## Given problem
Rewrite the material from the line containing "task: give the outline of each instance of the bench" down to the line containing "[[[53,181],[49,183],[49,196],[50,198],[53,198]]]", both included and nothing else, leaving the requests unchanged. Scale every outline coordinate by 1.75 and round each to a whole number, with halves rounded up.

## Records
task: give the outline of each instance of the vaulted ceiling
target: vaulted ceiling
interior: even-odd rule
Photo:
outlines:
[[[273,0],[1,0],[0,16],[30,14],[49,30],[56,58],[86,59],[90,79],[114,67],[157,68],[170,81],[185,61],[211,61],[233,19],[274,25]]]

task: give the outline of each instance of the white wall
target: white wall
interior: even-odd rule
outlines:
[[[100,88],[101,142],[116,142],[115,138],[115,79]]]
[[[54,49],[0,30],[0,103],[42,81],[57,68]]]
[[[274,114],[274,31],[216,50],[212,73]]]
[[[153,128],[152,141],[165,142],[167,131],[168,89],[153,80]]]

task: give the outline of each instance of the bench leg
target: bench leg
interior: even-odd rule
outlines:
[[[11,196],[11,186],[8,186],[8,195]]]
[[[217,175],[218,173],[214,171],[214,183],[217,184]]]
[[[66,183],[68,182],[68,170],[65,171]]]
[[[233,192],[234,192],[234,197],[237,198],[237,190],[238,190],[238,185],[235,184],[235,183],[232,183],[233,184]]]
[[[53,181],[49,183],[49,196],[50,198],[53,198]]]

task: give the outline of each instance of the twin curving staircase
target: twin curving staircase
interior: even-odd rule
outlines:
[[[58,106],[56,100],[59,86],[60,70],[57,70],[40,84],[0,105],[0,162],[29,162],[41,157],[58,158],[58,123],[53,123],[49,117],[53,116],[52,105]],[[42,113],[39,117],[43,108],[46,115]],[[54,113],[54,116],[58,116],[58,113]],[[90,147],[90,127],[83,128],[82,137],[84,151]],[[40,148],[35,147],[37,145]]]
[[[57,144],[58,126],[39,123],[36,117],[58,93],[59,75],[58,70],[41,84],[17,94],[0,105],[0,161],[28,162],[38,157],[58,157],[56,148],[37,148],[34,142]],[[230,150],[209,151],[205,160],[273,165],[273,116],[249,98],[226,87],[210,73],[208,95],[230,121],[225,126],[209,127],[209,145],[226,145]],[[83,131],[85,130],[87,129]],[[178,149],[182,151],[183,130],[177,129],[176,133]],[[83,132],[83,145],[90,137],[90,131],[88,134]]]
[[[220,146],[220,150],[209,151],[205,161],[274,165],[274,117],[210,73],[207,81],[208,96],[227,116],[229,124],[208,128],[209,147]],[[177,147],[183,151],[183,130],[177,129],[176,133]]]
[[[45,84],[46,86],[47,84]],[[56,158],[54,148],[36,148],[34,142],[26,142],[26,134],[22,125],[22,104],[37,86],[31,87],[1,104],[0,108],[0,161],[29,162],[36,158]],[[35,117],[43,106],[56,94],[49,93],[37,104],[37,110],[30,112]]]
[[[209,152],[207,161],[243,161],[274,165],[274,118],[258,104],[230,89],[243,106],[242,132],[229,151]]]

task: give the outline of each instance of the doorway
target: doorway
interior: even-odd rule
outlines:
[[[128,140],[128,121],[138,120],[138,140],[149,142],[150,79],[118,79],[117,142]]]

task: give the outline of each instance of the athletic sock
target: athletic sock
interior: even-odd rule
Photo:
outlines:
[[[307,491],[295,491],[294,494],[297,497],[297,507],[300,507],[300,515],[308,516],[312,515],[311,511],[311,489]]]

## Answer below
task: give the outline of each instance of the bench leg
target: bench leg
interior: even-odd rule
outlines:
[[[19,343],[19,326],[14,326],[14,341]]]
[[[380,306],[382,303],[375,299],[375,320],[380,322]]]
[[[116,320],[119,319],[119,298],[114,299]]]
[[[408,336],[410,336],[410,345],[415,347],[415,333],[417,333],[417,324],[411,322],[411,320],[406,320],[408,322]]]
[[[93,317],[86,320],[86,343],[88,347],[93,347]]]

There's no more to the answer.